## ABOUT THIS EXERCISE
One number is the whole answer: the tally of lines in the records that include the word "gray".

## EXCERPTED DATA
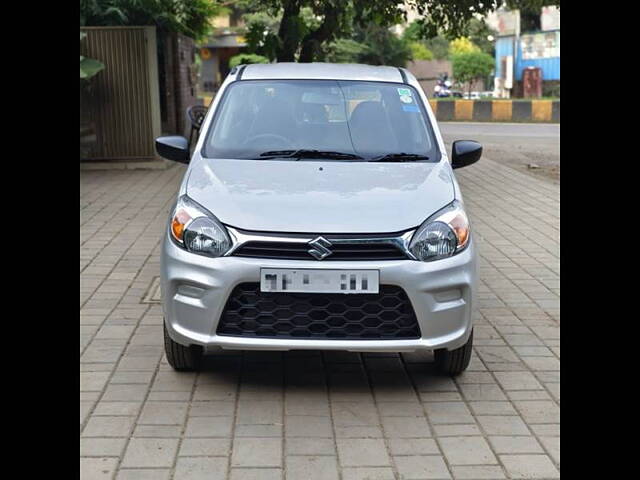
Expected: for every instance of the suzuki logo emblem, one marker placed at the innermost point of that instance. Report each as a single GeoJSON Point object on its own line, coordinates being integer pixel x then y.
{"type": "Point", "coordinates": [320, 248]}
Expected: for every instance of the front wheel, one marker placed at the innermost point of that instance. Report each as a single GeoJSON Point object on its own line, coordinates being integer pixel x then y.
{"type": "Point", "coordinates": [181, 358]}
{"type": "Point", "coordinates": [454, 362]}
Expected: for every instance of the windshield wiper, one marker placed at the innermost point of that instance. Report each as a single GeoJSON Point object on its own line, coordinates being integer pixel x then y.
{"type": "Point", "coordinates": [306, 153]}
{"type": "Point", "coordinates": [399, 157]}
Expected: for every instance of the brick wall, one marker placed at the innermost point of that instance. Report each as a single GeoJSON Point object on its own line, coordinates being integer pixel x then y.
{"type": "Point", "coordinates": [179, 86]}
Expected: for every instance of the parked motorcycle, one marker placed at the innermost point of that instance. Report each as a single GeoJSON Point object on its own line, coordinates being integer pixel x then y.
{"type": "Point", "coordinates": [443, 87]}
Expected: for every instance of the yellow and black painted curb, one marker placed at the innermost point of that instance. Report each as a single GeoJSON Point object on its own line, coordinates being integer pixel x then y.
{"type": "Point", "coordinates": [547, 111]}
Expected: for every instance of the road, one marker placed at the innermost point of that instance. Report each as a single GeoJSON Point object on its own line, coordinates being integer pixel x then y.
{"type": "Point", "coordinates": [523, 146]}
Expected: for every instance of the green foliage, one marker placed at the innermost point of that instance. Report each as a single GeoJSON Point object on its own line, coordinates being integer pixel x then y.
{"type": "Point", "coordinates": [345, 50]}
{"type": "Point", "coordinates": [189, 17]}
{"type": "Point", "coordinates": [309, 30]}
{"type": "Point", "coordinates": [439, 46]}
{"type": "Point", "coordinates": [461, 45]}
{"type": "Point", "coordinates": [420, 52]}
{"type": "Point", "coordinates": [469, 66]}
{"type": "Point", "coordinates": [478, 32]}
{"type": "Point", "coordinates": [372, 45]}
{"type": "Point", "coordinates": [246, 58]}
{"type": "Point", "coordinates": [262, 34]}
{"type": "Point", "coordinates": [88, 66]}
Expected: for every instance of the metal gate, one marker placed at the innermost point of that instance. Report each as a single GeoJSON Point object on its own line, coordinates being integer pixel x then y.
{"type": "Point", "coordinates": [122, 105]}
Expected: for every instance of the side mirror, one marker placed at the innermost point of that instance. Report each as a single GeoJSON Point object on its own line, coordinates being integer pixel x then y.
{"type": "Point", "coordinates": [465, 152]}
{"type": "Point", "coordinates": [173, 148]}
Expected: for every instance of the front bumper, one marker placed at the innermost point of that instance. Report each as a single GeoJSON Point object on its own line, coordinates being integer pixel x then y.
{"type": "Point", "coordinates": [195, 290]}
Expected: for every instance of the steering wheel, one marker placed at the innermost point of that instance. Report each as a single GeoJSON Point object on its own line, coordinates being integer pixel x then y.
{"type": "Point", "coordinates": [278, 139]}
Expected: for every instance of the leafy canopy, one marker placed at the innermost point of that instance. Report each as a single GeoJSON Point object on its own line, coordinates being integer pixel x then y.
{"type": "Point", "coordinates": [189, 17]}
{"type": "Point", "coordinates": [469, 66]}
{"type": "Point", "coordinates": [246, 58]}
{"type": "Point", "coordinates": [88, 66]}
{"type": "Point", "coordinates": [461, 45]}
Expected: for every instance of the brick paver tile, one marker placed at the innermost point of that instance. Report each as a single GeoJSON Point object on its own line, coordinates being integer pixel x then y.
{"type": "Point", "coordinates": [368, 473]}
{"type": "Point", "coordinates": [256, 474]}
{"type": "Point", "coordinates": [257, 452]}
{"type": "Point", "coordinates": [97, 468]}
{"type": "Point", "coordinates": [417, 467]}
{"type": "Point", "coordinates": [362, 452]}
{"type": "Point", "coordinates": [328, 413]}
{"type": "Point", "coordinates": [312, 467]}
{"type": "Point", "coordinates": [201, 468]}
{"type": "Point", "coordinates": [467, 451]}
{"type": "Point", "coordinates": [529, 466]}
{"type": "Point", "coordinates": [150, 452]}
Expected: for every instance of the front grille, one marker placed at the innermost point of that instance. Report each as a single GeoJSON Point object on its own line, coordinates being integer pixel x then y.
{"type": "Point", "coordinates": [387, 315]}
{"type": "Point", "coordinates": [300, 251]}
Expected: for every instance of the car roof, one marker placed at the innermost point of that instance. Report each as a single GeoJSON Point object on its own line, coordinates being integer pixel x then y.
{"type": "Point", "coordinates": [321, 71]}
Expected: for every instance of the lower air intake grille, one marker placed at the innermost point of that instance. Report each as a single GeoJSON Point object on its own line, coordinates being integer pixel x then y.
{"type": "Point", "coordinates": [386, 315]}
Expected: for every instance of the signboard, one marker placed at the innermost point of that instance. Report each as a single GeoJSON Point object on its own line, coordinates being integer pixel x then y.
{"type": "Point", "coordinates": [540, 45]}
{"type": "Point", "coordinates": [550, 18]}
{"type": "Point", "coordinates": [505, 22]}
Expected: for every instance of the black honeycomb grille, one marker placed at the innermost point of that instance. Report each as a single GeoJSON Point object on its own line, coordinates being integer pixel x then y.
{"type": "Point", "coordinates": [300, 251]}
{"type": "Point", "coordinates": [385, 315]}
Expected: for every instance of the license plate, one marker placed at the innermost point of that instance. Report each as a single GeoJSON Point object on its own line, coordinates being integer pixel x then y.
{"type": "Point", "coordinates": [319, 281]}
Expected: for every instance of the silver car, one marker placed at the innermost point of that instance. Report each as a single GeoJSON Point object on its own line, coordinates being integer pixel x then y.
{"type": "Point", "coordinates": [320, 211]}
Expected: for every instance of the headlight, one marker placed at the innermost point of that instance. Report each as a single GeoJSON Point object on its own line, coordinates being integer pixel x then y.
{"type": "Point", "coordinates": [442, 235]}
{"type": "Point", "coordinates": [196, 230]}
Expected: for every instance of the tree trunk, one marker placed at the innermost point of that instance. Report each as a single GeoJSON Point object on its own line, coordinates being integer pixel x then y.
{"type": "Point", "coordinates": [289, 31]}
{"type": "Point", "coordinates": [313, 41]}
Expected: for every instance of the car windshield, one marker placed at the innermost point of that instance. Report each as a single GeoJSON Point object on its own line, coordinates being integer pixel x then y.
{"type": "Point", "coordinates": [337, 120]}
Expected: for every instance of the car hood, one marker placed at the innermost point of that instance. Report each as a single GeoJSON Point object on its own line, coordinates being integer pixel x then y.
{"type": "Point", "coordinates": [320, 196]}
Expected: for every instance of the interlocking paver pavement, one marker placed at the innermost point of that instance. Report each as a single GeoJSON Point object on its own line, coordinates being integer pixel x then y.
{"type": "Point", "coordinates": [299, 415]}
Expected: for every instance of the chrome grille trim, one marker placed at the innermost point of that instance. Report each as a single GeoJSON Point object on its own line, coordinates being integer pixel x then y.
{"type": "Point", "coordinates": [399, 240]}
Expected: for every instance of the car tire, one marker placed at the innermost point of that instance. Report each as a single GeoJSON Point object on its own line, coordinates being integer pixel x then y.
{"type": "Point", "coordinates": [181, 358]}
{"type": "Point", "coordinates": [454, 362]}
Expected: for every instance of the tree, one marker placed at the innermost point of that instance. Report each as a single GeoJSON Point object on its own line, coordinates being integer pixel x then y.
{"type": "Point", "coordinates": [461, 45]}
{"type": "Point", "coordinates": [372, 45]}
{"type": "Point", "coordinates": [530, 12]}
{"type": "Point", "coordinates": [420, 52]}
{"type": "Point", "coordinates": [305, 35]}
{"type": "Point", "coordinates": [189, 17]}
{"type": "Point", "coordinates": [481, 35]}
{"type": "Point", "coordinates": [337, 18]}
{"type": "Point", "coordinates": [246, 58]}
{"type": "Point", "coordinates": [469, 66]}
{"type": "Point", "coordinates": [88, 66]}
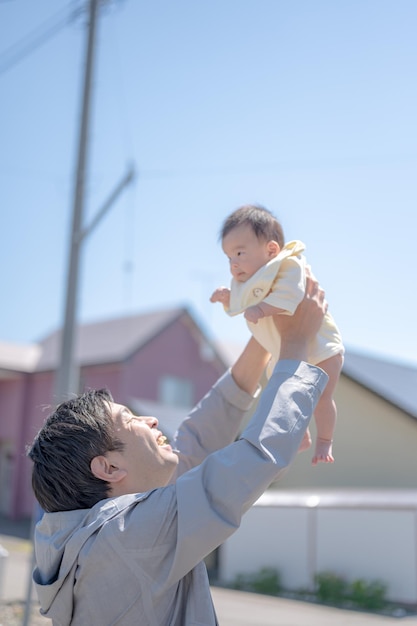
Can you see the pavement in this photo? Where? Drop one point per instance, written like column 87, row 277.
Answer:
column 234, row 608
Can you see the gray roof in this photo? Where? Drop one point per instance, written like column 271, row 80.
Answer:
column 395, row 382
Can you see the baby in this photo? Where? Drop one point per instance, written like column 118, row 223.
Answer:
column 268, row 278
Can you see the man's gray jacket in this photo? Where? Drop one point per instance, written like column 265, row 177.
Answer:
column 136, row 560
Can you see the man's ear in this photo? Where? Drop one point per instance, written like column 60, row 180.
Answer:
column 273, row 248
column 102, row 468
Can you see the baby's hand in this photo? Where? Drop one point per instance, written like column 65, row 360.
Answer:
column 254, row 313
column 222, row 294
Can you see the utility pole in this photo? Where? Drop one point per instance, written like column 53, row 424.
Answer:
column 67, row 375
column 66, row 379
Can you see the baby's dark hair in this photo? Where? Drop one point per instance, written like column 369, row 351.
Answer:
column 78, row 430
column 263, row 223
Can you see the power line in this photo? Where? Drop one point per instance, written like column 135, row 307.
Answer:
column 43, row 33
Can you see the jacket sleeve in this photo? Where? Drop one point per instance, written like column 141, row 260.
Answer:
column 212, row 497
column 212, row 424
column 289, row 288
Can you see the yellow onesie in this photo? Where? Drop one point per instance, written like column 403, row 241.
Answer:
column 281, row 283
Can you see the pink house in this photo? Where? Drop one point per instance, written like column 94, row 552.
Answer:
column 160, row 361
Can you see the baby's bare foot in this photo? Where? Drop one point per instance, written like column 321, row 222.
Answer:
column 323, row 453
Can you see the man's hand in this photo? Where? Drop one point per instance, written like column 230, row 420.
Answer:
column 298, row 330
column 254, row 313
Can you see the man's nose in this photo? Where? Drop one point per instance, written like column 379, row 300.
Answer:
column 151, row 421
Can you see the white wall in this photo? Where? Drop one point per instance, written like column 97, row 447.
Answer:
column 355, row 534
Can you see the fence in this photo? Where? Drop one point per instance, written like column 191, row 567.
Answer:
column 354, row 534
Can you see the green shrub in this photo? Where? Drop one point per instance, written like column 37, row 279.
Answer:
column 368, row 595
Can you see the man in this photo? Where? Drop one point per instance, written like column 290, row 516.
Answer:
column 129, row 518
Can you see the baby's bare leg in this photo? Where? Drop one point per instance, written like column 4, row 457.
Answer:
column 306, row 441
column 325, row 413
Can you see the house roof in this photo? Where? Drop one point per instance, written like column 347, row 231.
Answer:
column 19, row 357
column 169, row 417
column 109, row 341
column 395, row 382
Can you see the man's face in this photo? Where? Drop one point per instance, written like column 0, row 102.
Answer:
column 246, row 253
column 148, row 458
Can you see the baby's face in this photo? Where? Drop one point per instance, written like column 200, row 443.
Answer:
column 246, row 253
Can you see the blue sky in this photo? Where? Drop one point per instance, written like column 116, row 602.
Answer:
column 305, row 106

## EXERCISE RESPONSE
2